### RECORDED DATA
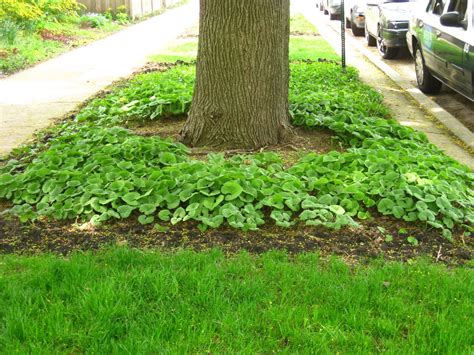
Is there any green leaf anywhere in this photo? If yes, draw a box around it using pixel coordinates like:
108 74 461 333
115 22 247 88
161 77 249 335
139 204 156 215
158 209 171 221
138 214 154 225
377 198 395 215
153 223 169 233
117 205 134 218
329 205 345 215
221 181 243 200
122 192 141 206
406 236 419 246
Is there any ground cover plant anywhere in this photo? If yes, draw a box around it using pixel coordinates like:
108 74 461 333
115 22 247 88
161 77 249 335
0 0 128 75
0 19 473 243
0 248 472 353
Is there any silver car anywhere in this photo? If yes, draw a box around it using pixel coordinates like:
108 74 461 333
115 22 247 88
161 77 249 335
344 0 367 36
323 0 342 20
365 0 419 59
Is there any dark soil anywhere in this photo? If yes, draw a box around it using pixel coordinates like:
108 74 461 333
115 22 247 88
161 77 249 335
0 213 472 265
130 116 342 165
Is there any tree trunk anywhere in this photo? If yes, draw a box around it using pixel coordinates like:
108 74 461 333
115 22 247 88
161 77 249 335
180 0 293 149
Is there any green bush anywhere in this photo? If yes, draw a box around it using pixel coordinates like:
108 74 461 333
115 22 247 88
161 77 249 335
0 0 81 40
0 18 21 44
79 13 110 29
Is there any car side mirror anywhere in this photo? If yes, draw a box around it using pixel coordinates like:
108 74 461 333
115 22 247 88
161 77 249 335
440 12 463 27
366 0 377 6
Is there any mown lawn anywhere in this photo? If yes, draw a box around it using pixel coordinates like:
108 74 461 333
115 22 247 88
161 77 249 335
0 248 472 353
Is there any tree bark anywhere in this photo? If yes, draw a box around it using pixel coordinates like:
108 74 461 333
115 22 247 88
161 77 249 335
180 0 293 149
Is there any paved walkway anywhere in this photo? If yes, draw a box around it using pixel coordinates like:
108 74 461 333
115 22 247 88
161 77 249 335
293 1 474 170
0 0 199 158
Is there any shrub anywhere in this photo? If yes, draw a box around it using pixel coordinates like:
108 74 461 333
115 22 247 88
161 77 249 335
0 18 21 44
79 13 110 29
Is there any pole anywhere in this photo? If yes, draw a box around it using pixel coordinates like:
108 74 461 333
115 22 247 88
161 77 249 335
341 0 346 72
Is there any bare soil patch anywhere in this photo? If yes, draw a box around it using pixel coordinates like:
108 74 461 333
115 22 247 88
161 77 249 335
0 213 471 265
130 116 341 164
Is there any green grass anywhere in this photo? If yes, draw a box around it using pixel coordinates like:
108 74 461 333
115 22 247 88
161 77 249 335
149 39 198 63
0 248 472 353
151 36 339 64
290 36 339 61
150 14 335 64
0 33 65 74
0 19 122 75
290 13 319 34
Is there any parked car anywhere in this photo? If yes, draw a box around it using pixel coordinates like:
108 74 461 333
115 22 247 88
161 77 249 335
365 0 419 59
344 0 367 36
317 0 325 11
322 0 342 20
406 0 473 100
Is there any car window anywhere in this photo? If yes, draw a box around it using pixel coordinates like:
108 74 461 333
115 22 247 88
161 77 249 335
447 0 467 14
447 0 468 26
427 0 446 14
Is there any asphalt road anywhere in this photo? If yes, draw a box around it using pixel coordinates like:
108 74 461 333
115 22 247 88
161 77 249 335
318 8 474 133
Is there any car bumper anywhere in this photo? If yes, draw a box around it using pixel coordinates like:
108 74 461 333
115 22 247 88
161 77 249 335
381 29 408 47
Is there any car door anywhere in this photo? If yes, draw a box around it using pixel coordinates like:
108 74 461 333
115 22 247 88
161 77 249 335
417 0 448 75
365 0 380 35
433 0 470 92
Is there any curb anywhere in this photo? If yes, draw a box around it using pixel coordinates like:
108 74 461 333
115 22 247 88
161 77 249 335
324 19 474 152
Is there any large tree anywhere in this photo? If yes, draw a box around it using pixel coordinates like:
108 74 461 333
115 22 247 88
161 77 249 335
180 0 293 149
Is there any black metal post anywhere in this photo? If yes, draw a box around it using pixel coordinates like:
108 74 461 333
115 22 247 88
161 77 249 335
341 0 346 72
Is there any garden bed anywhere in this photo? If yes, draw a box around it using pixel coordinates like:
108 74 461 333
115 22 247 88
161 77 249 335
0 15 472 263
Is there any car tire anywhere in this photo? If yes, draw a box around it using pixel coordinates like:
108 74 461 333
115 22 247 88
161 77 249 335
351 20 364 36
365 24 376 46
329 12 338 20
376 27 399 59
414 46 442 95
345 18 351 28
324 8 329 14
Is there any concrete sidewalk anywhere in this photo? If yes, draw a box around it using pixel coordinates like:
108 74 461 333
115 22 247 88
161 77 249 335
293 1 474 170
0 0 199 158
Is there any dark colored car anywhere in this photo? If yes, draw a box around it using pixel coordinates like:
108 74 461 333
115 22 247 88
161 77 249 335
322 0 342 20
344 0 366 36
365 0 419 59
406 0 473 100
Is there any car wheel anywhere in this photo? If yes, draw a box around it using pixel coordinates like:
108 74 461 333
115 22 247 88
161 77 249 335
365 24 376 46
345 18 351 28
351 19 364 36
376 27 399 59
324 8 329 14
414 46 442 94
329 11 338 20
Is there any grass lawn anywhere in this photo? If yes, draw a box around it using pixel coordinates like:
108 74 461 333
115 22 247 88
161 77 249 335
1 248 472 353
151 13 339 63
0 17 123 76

### YOUR TASK
An exact copy of all the data above is required; omit any pictures.

### TASK SOLUTION
Is there any green leaf anywhere in this photo? If yes, draw a box around it using pixel coordinates like:
108 74 461 333
115 22 247 88
161 77 249 335
139 204 156 215
158 209 171 221
138 214 154 225
377 198 395 215
153 223 169 233
117 205 134 218
329 205 345 215
221 181 243 200
122 192 141 206
406 236 419 246
Is there any ground cover plant anywhere in this photo? If yes, draw a box around it using pixel coordinates like:
108 74 461 333
115 22 247 88
161 77 249 335
0 0 128 75
0 19 473 243
0 248 472 353
Is there any silver car anywhere in this photo? If yes, draw a box around it using pixel coordinates like:
108 74 461 333
115 22 247 88
161 77 249 335
344 0 367 36
323 0 342 20
365 0 419 59
Is there any dark soil anywhere in this photo? If yes, draw a box around it using pixel coordinates like:
108 74 461 333
115 22 247 88
161 77 249 335
0 213 472 265
130 116 342 165
Is there any tree trunk anywhere in this photo? If yes, draw a box around it using pixel coordinates like:
108 74 461 333
115 22 247 88
161 77 249 335
180 0 293 149
Is there any green bush anywhere in this photo? If yes, draw a box around it using pixel coordinates like:
108 74 461 333
115 22 247 88
161 77 249 335
0 0 81 40
0 18 21 44
79 13 110 29
Is there any car side mirror anywhere in this photo? If yes, draw a box around it using pixel coordinates like:
108 74 461 333
115 22 247 88
161 77 249 335
440 12 463 27
366 0 377 6
Is there any mown lawn anywhere in this photo? If yes, draw a box around it using pixel coordinates like:
108 74 461 333
115 22 247 88
161 77 249 335
0 248 472 353
Is there any tree bark anywhere in this photo? If yes, draw a box around it using pixel coordinates like:
108 74 461 333
115 22 247 88
161 77 249 335
180 0 293 149
Is there any paved walkway anywhere in this photo? If yes, draw a box around it using pixel coordinates like:
108 74 461 333
115 22 247 88
161 77 249 335
293 1 474 170
0 0 199 158
Is there any shrub anywhere in this photo? If yes, draw a box around it using pixel coordinates like:
108 74 461 333
115 22 247 88
161 77 249 335
0 18 21 44
79 13 110 29
Is there any pole anywhere in this photo? If yes, draw a box around it using pixel coordinates like:
108 74 461 333
115 22 247 88
161 77 249 335
341 0 346 72
Is there any bare soil patch anywhere in this photo? If yes, draw a box around it using pixel coordinates like:
108 74 461 333
115 22 247 88
161 77 249 335
0 213 471 265
130 116 341 164
Is there any green grass anywhere in this photo? If yes, draw a box around it using pixel coordinates like:
108 74 461 333
115 22 247 88
161 77 249 335
149 39 198 63
0 248 472 353
151 36 339 64
290 36 339 61
150 14 335 64
0 33 65 74
0 19 122 75
290 13 319 34
Is there any parked car anywhere in this photo? If yes, draw a box around it using pixel coordinates like:
108 74 461 333
115 22 247 88
161 77 249 335
365 0 419 59
344 0 367 36
317 0 325 11
322 0 342 20
406 0 473 100
Is there any car window anywhere in this photo? If yes, draw a box around it using pixel coordinates like:
108 74 461 333
115 22 247 88
161 77 249 335
447 0 467 14
447 0 468 26
427 0 446 14
Is there any asphalt road anywhere in this photo? If yes, draw a box around it using pixel coordinates like:
108 74 461 333
115 22 247 88
161 77 249 335
318 8 474 133
Is there any car bumper anywhere in this photo? If yes, draw a box around it using pixel coordinates like:
108 74 461 333
115 22 247 88
161 77 249 335
381 29 408 47
Is there any car door anywhere in this photo? If yes, draw a box around it using pixel coordinates like:
108 74 461 333
115 22 247 88
161 77 249 335
417 0 448 75
365 0 380 35
433 0 470 92
Is there any curb anywhere in this photo? If yes, draw a box around it using pixel coordinates like:
108 74 461 333
115 22 247 88
161 77 249 335
324 19 474 152
Is there any large tree anywhere in this photo? If yes, draw a box around it using pixel coordinates like:
108 74 461 333
115 22 247 88
161 77 249 335
180 0 293 149
Is there any black metal post anywhere in this photo? If yes, draw a box around it using pixel coordinates like:
108 74 461 333
115 22 247 88
161 77 249 335
341 0 346 72
Is there any garden bed anywhere in this photo? If yes, draw a box around it using pixel coordinates like:
108 74 461 333
115 22 247 88
161 77 249 335
0 15 472 263
Is there any car tire anywhere in this photo? If yes, draw a box around it using pixel coordinates like:
108 74 461 333
115 22 247 88
161 77 249 335
351 20 364 36
365 24 376 46
329 12 338 20
376 27 399 59
414 46 442 95
345 18 351 28
324 8 329 14
Is there any concrete sidewalk anywhere in this photo? If yes, draw a box around it using pixel coordinates like:
108 74 461 333
115 22 247 88
161 77 249 335
293 1 474 170
0 0 199 158
Is there any dark colored car anywhere in this photo? If yes, draw a box around it using pixel coordinates like:
108 74 461 333
115 22 247 88
161 77 249 335
322 0 342 20
344 0 366 36
365 0 419 59
406 0 473 100
Is there any car wheel anywhere in this photo? If yes, draw a box around it using pixel coordinates like:
108 74 461 333
115 22 247 88
161 77 249 335
365 24 376 46
345 18 351 28
351 19 364 36
376 27 399 59
324 8 329 14
414 46 442 94
329 11 338 20
Is there any grass lawn anywhere in this photo? If yes, draw a box around it using pixel coordinates like:
108 74 461 333
115 22 247 88
161 77 249 335
1 248 472 353
151 13 339 63
0 17 123 76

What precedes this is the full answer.